◆ **Task brief**: Repeat the material below word for word, from its start up to and including the line containing "(1014, 216)".

____

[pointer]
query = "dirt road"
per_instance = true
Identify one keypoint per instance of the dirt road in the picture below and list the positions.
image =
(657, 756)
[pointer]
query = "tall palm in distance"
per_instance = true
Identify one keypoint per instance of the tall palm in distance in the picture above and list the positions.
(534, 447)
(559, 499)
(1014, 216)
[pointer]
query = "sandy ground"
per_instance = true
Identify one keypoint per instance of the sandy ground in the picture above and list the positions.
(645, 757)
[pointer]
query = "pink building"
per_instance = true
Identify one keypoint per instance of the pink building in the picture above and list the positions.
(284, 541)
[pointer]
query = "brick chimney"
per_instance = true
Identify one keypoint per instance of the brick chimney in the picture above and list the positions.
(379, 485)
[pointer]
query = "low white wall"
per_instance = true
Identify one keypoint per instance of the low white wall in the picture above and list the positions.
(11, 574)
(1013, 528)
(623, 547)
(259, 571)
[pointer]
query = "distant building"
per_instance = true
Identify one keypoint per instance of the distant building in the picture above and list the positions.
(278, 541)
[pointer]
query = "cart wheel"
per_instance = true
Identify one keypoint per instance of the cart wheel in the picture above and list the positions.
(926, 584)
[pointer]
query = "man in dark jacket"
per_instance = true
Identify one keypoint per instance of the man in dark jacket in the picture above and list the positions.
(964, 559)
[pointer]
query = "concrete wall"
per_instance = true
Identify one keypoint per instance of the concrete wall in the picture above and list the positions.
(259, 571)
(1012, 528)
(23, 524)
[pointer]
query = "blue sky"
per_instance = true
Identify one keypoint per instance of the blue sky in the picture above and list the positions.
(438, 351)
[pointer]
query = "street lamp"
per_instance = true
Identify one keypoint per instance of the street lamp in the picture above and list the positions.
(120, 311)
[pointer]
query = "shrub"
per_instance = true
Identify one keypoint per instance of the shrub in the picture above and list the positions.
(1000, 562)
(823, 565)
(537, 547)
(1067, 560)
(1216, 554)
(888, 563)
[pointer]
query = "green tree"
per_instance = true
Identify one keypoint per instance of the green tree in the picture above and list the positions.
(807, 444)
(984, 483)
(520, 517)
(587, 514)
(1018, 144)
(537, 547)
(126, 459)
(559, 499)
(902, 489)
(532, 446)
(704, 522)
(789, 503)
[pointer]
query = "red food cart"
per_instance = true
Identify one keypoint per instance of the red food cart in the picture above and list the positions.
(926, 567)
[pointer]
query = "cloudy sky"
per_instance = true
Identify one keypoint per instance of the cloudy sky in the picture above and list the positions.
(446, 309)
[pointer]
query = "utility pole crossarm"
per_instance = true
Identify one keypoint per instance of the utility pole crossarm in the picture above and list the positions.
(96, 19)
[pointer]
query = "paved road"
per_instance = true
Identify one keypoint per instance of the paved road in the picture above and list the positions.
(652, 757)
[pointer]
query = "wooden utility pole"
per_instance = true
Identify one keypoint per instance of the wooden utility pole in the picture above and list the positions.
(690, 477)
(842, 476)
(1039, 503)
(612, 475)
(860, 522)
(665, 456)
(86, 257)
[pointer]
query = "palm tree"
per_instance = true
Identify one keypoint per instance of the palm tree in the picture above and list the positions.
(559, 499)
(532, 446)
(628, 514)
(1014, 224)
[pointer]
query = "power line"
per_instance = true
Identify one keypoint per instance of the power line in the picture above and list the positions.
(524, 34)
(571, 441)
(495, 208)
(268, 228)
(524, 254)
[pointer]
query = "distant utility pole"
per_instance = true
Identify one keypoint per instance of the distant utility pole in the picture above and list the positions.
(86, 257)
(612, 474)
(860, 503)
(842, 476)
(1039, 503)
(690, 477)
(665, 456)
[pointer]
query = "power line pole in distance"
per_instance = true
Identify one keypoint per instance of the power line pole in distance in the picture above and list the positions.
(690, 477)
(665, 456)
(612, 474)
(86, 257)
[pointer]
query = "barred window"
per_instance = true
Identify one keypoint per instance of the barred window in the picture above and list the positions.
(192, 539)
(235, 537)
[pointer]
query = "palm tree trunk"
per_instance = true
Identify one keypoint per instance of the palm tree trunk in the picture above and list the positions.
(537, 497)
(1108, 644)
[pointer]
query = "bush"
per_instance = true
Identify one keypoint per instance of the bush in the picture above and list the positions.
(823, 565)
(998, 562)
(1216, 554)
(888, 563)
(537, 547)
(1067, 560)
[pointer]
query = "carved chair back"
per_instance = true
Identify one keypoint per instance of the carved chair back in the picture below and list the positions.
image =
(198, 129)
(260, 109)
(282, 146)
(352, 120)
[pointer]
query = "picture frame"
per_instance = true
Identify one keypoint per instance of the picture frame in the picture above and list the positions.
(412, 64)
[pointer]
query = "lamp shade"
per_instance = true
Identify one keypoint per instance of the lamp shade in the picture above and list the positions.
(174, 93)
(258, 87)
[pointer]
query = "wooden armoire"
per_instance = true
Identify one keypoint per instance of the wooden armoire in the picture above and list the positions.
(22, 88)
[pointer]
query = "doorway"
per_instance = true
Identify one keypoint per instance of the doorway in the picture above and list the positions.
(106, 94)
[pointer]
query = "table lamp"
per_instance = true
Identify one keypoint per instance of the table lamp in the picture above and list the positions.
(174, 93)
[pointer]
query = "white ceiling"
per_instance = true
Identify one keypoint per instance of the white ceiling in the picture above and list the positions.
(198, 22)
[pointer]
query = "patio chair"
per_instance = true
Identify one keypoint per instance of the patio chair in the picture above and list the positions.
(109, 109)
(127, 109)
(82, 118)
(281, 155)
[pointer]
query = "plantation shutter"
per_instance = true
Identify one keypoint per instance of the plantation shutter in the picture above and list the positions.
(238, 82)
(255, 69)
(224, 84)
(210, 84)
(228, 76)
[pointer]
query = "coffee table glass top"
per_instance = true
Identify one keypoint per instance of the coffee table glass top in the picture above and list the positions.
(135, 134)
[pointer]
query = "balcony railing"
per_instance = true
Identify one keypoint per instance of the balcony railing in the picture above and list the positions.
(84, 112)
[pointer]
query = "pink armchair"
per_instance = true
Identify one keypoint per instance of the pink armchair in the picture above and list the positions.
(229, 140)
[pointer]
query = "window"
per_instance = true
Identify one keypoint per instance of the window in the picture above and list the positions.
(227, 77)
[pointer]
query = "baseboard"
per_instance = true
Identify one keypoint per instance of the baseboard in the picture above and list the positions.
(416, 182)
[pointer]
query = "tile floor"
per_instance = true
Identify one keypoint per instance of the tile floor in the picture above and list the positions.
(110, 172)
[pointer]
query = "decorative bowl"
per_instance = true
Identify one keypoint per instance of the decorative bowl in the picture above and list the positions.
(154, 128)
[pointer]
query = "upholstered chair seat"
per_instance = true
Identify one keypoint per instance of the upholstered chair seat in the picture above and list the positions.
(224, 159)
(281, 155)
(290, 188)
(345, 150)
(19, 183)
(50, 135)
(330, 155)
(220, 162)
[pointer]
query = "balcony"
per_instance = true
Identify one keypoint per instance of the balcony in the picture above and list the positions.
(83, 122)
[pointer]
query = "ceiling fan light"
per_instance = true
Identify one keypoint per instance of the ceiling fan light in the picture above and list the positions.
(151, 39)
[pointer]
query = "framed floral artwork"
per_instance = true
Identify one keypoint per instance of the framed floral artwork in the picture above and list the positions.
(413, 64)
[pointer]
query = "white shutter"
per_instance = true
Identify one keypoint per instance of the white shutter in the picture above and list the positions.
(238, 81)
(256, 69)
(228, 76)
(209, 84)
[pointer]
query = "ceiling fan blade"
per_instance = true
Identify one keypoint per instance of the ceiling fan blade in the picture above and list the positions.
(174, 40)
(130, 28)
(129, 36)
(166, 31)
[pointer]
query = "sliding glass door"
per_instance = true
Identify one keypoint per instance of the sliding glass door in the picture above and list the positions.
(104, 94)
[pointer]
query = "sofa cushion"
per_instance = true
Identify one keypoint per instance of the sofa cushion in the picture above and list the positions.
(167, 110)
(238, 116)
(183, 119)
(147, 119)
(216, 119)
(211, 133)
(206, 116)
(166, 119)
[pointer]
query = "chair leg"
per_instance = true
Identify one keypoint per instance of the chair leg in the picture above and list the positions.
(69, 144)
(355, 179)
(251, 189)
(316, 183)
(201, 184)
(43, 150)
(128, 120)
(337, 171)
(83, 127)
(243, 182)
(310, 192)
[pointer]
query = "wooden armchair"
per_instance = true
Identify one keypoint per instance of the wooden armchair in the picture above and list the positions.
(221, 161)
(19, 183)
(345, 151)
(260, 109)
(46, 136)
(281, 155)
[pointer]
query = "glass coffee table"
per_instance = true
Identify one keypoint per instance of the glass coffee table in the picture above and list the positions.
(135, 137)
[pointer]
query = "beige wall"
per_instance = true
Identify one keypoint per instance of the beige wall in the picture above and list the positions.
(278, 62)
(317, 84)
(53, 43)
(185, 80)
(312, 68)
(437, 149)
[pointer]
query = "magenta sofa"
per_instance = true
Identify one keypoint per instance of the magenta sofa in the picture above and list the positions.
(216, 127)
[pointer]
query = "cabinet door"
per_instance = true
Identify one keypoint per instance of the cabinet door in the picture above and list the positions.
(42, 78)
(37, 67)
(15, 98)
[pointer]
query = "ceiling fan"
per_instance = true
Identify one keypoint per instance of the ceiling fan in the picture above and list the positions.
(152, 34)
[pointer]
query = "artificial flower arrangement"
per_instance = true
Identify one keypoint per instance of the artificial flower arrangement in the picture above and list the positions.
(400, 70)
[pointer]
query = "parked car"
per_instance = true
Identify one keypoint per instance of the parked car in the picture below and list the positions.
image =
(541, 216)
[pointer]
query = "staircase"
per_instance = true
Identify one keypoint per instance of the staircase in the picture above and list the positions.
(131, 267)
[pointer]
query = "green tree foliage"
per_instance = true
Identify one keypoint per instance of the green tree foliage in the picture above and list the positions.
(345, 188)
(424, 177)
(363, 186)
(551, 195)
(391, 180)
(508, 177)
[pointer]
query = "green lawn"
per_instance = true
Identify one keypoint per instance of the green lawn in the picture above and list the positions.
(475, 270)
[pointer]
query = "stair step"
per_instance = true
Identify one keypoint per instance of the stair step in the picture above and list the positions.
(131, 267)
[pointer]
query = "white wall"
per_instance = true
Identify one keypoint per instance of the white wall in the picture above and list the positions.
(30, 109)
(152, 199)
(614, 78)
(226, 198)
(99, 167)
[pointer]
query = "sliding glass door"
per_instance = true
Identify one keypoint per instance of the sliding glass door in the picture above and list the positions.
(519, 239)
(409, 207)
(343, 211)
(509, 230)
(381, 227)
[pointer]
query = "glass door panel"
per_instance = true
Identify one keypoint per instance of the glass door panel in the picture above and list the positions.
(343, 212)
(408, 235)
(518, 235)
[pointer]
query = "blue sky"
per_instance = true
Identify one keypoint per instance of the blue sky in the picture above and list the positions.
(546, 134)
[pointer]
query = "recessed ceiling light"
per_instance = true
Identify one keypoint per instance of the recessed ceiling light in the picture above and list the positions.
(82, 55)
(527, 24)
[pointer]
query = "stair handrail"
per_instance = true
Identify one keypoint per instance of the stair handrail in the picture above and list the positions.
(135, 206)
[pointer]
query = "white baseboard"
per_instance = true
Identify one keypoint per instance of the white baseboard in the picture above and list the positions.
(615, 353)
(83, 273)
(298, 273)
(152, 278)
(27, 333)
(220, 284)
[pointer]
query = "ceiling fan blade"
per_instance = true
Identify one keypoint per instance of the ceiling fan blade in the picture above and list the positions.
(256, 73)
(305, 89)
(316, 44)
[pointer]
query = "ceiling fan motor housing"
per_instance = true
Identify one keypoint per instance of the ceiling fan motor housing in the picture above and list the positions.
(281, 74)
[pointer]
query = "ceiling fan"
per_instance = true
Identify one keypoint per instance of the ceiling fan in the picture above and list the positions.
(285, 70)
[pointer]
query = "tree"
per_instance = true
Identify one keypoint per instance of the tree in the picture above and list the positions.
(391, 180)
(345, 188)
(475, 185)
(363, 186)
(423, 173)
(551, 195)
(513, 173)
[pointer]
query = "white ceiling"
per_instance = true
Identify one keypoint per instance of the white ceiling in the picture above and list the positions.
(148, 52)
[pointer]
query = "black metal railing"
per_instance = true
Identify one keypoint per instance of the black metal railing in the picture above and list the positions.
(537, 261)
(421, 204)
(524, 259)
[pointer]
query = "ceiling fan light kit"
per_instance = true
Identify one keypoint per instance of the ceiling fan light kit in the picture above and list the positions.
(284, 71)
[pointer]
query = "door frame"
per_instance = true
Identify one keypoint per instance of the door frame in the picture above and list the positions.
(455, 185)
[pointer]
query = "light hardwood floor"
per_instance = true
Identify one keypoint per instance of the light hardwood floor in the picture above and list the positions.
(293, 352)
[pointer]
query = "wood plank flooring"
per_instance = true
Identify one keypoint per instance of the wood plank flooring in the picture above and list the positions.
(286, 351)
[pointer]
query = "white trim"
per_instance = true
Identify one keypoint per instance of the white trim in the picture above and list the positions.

____

◆ **In response**:
[pointer]
query = "dirt road"
per_instance = true
Identify one keypoint per instance of the dirt road in the picture below and list the positions.
image =
(657, 756)
[pointer]
query = "tall palm in distance"
per_instance = true
Identify one keypoint per instance of the tall palm in distance in the picture above and list the positions.
(534, 447)
(559, 499)
(1014, 216)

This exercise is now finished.